(begin)

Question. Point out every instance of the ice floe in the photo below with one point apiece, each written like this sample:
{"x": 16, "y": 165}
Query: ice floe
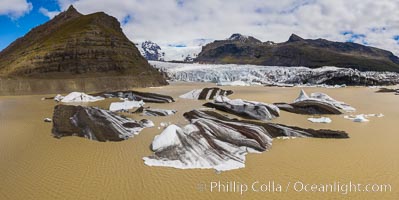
{"x": 362, "y": 117}
{"x": 77, "y": 97}
{"x": 244, "y": 108}
{"x": 320, "y": 120}
{"x": 126, "y": 105}
{"x": 213, "y": 141}
{"x": 205, "y": 93}
{"x": 316, "y": 103}
{"x": 95, "y": 124}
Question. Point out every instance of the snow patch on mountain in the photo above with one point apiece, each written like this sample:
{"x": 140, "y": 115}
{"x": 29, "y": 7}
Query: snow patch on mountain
{"x": 185, "y": 51}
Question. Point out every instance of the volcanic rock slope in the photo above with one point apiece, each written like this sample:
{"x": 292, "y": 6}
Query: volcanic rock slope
{"x": 74, "y": 45}
{"x": 239, "y": 49}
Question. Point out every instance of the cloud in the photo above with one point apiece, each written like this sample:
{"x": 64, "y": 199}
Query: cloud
{"x": 370, "y": 22}
{"x": 15, "y": 9}
{"x": 49, "y": 14}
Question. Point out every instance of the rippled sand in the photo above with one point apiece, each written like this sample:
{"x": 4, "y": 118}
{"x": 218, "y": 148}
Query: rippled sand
{"x": 34, "y": 165}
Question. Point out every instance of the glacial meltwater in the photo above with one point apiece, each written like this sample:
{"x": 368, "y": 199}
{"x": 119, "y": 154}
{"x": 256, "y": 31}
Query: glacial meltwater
{"x": 35, "y": 165}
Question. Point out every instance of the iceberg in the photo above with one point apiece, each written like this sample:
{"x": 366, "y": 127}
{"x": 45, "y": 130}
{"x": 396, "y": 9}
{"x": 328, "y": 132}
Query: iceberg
{"x": 212, "y": 141}
{"x": 126, "y": 105}
{"x": 245, "y": 109}
{"x": 205, "y": 93}
{"x": 320, "y": 120}
{"x": 95, "y": 124}
{"x": 77, "y": 97}
{"x": 316, "y": 103}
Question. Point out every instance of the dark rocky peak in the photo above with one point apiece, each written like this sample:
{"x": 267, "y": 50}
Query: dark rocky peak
{"x": 71, "y": 12}
{"x": 295, "y": 38}
{"x": 243, "y": 38}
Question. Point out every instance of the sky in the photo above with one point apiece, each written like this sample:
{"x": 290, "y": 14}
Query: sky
{"x": 369, "y": 22}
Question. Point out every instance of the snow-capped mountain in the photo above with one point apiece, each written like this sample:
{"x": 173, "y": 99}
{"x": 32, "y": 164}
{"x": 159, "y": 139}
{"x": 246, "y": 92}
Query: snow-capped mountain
{"x": 230, "y": 74}
{"x": 151, "y": 51}
{"x": 185, "y": 51}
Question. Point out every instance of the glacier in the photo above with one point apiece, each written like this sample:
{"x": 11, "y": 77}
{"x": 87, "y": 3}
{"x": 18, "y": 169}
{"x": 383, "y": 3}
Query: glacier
{"x": 327, "y": 76}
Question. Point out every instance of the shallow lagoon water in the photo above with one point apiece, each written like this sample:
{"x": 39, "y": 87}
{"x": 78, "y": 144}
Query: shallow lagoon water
{"x": 34, "y": 165}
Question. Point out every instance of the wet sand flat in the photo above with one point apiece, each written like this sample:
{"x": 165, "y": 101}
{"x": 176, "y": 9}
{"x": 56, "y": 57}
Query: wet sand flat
{"x": 34, "y": 165}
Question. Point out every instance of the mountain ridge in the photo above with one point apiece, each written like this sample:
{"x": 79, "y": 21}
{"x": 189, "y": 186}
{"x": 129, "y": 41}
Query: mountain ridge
{"x": 297, "y": 51}
{"x": 75, "y": 52}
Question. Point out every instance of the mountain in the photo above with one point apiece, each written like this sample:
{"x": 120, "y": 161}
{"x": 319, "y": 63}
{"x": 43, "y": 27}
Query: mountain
{"x": 151, "y": 51}
{"x": 185, "y": 51}
{"x": 73, "y": 46}
{"x": 239, "y": 49}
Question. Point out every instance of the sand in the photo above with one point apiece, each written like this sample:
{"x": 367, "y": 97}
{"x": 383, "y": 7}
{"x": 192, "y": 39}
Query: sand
{"x": 34, "y": 165}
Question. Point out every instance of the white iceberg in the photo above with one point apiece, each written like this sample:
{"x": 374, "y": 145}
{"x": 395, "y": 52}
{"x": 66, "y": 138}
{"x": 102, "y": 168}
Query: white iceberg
{"x": 193, "y": 94}
{"x": 74, "y": 97}
{"x": 320, "y": 120}
{"x": 126, "y": 105}
{"x": 233, "y": 83}
{"x": 318, "y": 96}
{"x": 205, "y": 93}
{"x": 362, "y": 117}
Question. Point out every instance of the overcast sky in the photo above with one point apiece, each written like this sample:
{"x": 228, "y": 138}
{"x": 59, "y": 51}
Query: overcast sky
{"x": 371, "y": 22}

(end)

Given task> Quote all the records verbatim, dropping any pictures from your copy.

Answer to this problem>
Question. Point out every instance of the ice floe in the photo below with one point apiece, each written like this sample:
{"x": 16, "y": 165}
Query: ice floe
{"x": 362, "y": 117}
{"x": 77, "y": 97}
{"x": 244, "y": 108}
{"x": 320, "y": 120}
{"x": 126, "y": 105}
{"x": 213, "y": 141}
{"x": 205, "y": 93}
{"x": 316, "y": 103}
{"x": 95, "y": 124}
Question. Point out every instance of the snow patch on mountain in the photo above with one point apiece, each written like this sample:
{"x": 140, "y": 115}
{"x": 29, "y": 7}
Query: snow patch on mountain
{"x": 185, "y": 51}
Question. Point out every instance of the volcanic rock slope in the photo above with one point apiece, each written like this sample:
{"x": 292, "y": 6}
Query: volcanic rock slope
{"x": 74, "y": 45}
{"x": 239, "y": 49}
Question. Point out every instance of the cloud in the photo above with one point apiece, each written like this sample:
{"x": 64, "y": 199}
Query: cloud
{"x": 370, "y": 22}
{"x": 15, "y": 9}
{"x": 49, "y": 14}
Question. Point out every instance of the rippled sand in the photo above with one point apiece, each written like this sample:
{"x": 4, "y": 118}
{"x": 218, "y": 148}
Query: rippled sand
{"x": 34, "y": 165}
Question. Point out every instance of the glacial meltwater in the photo above with one point apiece, each written like this sample:
{"x": 368, "y": 199}
{"x": 119, "y": 154}
{"x": 256, "y": 31}
Query: glacial meltwater
{"x": 35, "y": 165}
Question. Point out every instance of the iceberg in the photo above with one point apiece, each written like this sample:
{"x": 366, "y": 127}
{"x": 45, "y": 130}
{"x": 396, "y": 9}
{"x": 328, "y": 132}
Query: iceberg
{"x": 212, "y": 141}
{"x": 126, "y": 105}
{"x": 245, "y": 109}
{"x": 205, "y": 93}
{"x": 320, "y": 120}
{"x": 95, "y": 124}
{"x": 77, "y": 97}
{"x": 316, "y": 103}
Question. Point out every instance of the dark rocky peak in the photo above with one point apiece, each written like this sample:
{"x": 267, "y": 50}
Query: dark rocky peak
{"x": 71, "y": 12}
{"x": 295, "y": 38}
{"x": 243, "y": 38}
Question. Point out every instance of the sky in the photo above with one point apiece, each written like this sample:
{"x": 290, "y": 14}
Query: sky
{"x": 369, "y": 22}
Question. Point out every instance of the snow-capped mountain in the photo above with one point apiece, each written like this sample:
{"x": 173, "y": 99}
{"x": 32, "y": 164}
{"x": 159, "y": 139}
{"x": 246, "y": 92}
Query: snow-capped mountain
{"x": 230, "y": 74}
{"x": 151, "y": 51}
{"x": 185, "y": 51}
Question. Point out every instance of the glacier in the photo above with one point apiece, each written like this sample:
{"x": 11, "y": 77}
{"x": 87, "y": 3}
{"x": 18, "y": 169}
{"x": 383, "y": 3}
Query: glacier
{"x": 327, "y": 76}
Question. Point out every instance of the shallow lagoon water in the photo above with one point apiece, each written like this sample:
{"x": 39, "y": 87}
{"x": 78, "y": 144}
Query: shallow lagoon water
{"x": 34, "y": 165}
Question. Point out every instance of the wet sand flat in the photo above with one point apiece, each written like this sample:
{"x": 165, "y": 101}
{"x": 176, "y": 9}
{"x": 56, "y": 57}
Query: wet sand flat
{"x": 34, "y": 165}
Question. Point out every instance of the mountain ridge in the photo above with one point apiece, each written like this sample:
{"x": 79, "y": 21}
{"x": 189, "y": 186}
{"x": 129, "y": 41}
Query: mountain ridge
{"x": 297, "y": 51}
{"x": 75, "y": 52}
Question. Point out every instance of the mountain in the photo above with one point apiece, each written like this sample:
{"x": 120, "y": 161}
{"x": 319, "y": 63}
{"x": 43, "y": 27}
Query: mountain
{"x": 151, "y": 51}
{"x": 185, "y": 51}
{"x": 73, "y": 46}
{"x": 239, "y": 49}
Question. Point out every instance of the sand in the photo above with one point apiece, each written like this sample:
{"x": 367, "y": 97}
{"x": 383, "y": 7}
{"x": 192, "y": 39}
Query: sand
{"x": 34, "y": 165}
Question. Point out every instance of the white iceberg in the photo above with one point apiece, each written like this sample:
{"x": 374, "y": 145}
{"x": 395, "y": 52}
{"x": 66, "y": 138}
{"x": 102, "y": 168}
Query: white iceberg
{"x": 193, "y": 94}
{"x": 74, "y": 97}
{"x": 320, "y": 120}
{"x": 126, "y": 105}
{"x": 233, "y": 83}
{"x": 318, "y": 96}
{"x": 205, "y": 93}
{"x": 362, "y": 117}
Question. Point out every instance of the overcast sky in the photo above with one point apiece, each written like this sample:
{"x": 228, "y": 138}
{"x": 59, "y": 51}
Query: overcast sky
{"x": 371, "y": 22}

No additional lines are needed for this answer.